__Problem__:
All the entries below should be reproduced exactly.

__Available data__:
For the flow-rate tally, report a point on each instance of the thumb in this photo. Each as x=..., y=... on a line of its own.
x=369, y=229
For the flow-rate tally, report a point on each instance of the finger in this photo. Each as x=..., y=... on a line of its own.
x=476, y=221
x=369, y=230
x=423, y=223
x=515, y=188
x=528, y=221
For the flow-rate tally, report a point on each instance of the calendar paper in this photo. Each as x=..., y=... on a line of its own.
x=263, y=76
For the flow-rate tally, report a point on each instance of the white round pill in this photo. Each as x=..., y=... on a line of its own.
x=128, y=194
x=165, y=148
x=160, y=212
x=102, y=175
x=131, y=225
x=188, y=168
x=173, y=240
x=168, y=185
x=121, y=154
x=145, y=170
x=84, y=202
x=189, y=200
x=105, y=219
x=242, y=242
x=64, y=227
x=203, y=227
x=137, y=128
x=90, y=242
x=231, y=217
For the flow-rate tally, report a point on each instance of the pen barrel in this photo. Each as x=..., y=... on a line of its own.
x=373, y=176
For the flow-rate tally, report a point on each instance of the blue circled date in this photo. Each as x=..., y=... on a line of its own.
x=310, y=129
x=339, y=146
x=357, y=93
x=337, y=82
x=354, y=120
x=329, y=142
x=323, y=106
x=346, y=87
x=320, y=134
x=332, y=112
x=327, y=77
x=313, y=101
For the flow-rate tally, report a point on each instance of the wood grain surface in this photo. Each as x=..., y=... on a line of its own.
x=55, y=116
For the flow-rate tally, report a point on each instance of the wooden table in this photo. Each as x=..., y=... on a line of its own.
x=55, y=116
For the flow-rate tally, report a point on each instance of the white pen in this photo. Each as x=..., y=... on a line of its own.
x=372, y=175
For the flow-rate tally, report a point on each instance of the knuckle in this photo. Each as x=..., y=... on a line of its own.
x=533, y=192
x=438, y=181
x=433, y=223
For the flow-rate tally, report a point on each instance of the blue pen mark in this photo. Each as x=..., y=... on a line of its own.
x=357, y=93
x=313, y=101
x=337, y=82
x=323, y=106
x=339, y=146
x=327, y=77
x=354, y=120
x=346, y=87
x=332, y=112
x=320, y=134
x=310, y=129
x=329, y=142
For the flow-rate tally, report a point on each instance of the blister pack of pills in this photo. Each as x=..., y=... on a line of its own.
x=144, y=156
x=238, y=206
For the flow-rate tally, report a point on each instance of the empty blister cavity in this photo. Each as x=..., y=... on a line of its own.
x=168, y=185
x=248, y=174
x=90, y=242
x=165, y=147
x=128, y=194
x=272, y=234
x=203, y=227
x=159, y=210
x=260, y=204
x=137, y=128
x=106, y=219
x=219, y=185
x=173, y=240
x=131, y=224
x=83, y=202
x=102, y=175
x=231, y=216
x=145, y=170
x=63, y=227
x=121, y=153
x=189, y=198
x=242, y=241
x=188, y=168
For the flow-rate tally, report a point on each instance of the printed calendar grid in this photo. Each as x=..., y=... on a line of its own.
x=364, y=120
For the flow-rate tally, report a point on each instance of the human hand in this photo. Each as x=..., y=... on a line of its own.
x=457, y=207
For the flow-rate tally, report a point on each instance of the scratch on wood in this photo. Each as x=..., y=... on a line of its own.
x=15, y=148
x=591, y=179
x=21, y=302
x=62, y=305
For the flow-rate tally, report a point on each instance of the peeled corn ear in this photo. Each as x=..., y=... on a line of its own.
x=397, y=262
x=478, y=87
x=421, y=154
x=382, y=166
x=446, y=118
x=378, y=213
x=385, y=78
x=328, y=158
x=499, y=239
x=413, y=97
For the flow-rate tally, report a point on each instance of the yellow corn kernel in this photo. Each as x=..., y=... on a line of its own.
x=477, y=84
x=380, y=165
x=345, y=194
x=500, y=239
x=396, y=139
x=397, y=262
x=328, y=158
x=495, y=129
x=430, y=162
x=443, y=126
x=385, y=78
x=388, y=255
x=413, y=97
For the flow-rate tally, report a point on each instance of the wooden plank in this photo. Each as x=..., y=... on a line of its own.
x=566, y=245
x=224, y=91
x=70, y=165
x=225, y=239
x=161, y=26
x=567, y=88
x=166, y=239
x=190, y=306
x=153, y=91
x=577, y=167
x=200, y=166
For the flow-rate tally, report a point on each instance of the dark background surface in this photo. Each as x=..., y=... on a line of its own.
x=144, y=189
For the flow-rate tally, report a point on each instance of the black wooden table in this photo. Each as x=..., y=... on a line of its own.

__Response area__:
For the flow-rate tally, report a point on each instance of the thumb in this photo. Each as x=..., y=... on a line of its own.
x=369, y=229
For the flow-rate tally, report a point on each instance of the finger in this photo. Each as x=..., y=... on a line of its own.
x=476, y=221
x=369, y=230
x=423, y=223
x=515, y=188
x=528, y=221
For the flow-rate tally, report a point on each instance of the calendar paper in this photo. Each as x=..., y=... on a line of its own.
x=263, y=76
For the flow-rate tally, report a point on each instance of the white round pill in this photo. Each as x=..., y=... on a line of its own.
x=128, y=194
x=165, y=148
x=160, y=212
x=102, y=175
x=131, y=225
x=188, y=168
x=173, y=240
x=168, y=185
x=121, y=154
x=145, y=170
x=84, y=202
x=189, y=200
x=105, y=219
x=242, y=242
x=64, y=227
x=203, y=227
x=137, y=128
x=90, y=242
x=231, y=217
For the flow-rate tally, report a point on each instance of the pen barrel in this photo. Each as x=..., y=... on a line of its own.
x=373, y=176
For the flow-rate tally, report a point on each instance of the blue circled date in this photo. Each as x=..., y=... on a line of its own.
x=310, y=129
x=339, y=146
x=357, y=93
x=337, y=82
x=354, y=120
x=329, y=142
x=323, y=106
x=346, y=87
x=320, y=134
x=332, y=112
x=327, y=77
x=313, y=101
For the flow-rate tally, report a point on each instance of the wood grain surface in this photo. Each as x=..., y=... on a line of its own.
x=55, y=116
For the flow-rate tally, report a point on each instance of the wooden table in this photo. Each as x=..., y=... on a line of its own.
x=55, y=116
For the flow-rate tally, report a point on each instance of the white pen in this photo. Each as x=..., y=... on a line of its own.
x=372, y=175
For the flow-rate tally, report a point on each instance of the knuckle in this photo. Each as x=..., y=... on a line of its own.
x=533, y=192
x=438, y=181
x=433, y=223
For the flow-rate tally, report a point on each instance of the blue pen mark in this photo. Each as x=..., y=... on a line of its own.
x=357, y=93
x=313, y=101
x=337, y=82
x=323, y=106
x=339, y=146
x=327, y=77
x=354, y=120
x=346, y=87
x=332, y=112
x=320, y=134
x=310, y=129
x=329, y=142
For the flow-rate tally, report a point on each instance of the blister pack of pills in this photo. Each as x=..., y=... on a line of its own.
x=144, y=156
x=238, y=206
For the flow-rate tally, report a point on each instance of the empty blister cavity in this photo. Each as x=..., y=... on a line of its own.
x=168, y=185
x=248, y=174
x=90, y=242
x=165, y=147
x=128, y=194
x=272, y=234
x=203, y=227
x=159, y=210
x=260, y=204
x=137, y=128
x=106, y=219
x=219, y=185
x=173, y=240
x=131, y=224
x=83, y=202
x=102, y=175
x=231, y=216
x=145, y=170
x=63, y=227
x=121, y=153
x=189, y=198
x=242, y=241
x=188, y=168
For the flow-rate tally, report a point on each instance of the printed calendar grid in this photo. Each as x=..., y=... on a line of its own.
x=364, y=120
For the flow-rate tally, report a point on each instance of the human hand in this photo. Each as x=..., y=... on a line of its own.
x=457, y=207
For the flow-rate tally, report a point on each instance of the scratch on wood in this photo. Each as x=..., y=... on a line of its own.
x=15, y=148
x=591, y=179
x=21, y=302
x=62, y=305
For the flow-rate tally, report a point on each instance of the peeled corn ear in this photo. Each as x=..., y=... on a line of its own.
x=397, y=262
x=478, y=87
x=421, y=154
x=382, y=166
x=446, y=118
x=378, y=213
x=385, y=78
x=328, y=158
x=499, y=239
x=413, y=97
For the flow-rate tally, report a point on each instance of the yellow corn kernel in this photo. Each as x=..., y=... on a line of its own.
x=477, y=84
x=380, y=165
x=345, y=194
x=500, y=239
x=396, y=139
x=397, y=262
x=328, y=158
x=495, y=129
x=430, y=162
x=443, y=126
x=385, y=78
x=388, y=255
x=413, y=97
For the flow-rate tally, report a point on each instance of the wooden plank in this photo. Each as x=..., y=... on a line of its own.
x=566, y=245
x=224, y=91
x=70, y=165
x=225, y=239
x=161, y=26
x=567, y=88
x=166, y=239
x=190, y=306
x=153, y=91
x=577, y=167
x=200, y=166
For the flow-rate tally, report a point on each instance of the dark background surface in this photo. Each as x=..., y=... on a line of its own.
x=144, y=189
For the flow-rate tally, report a point on each instance of the black wooden table in this photo. Each as x=..., y=... on a line of its own.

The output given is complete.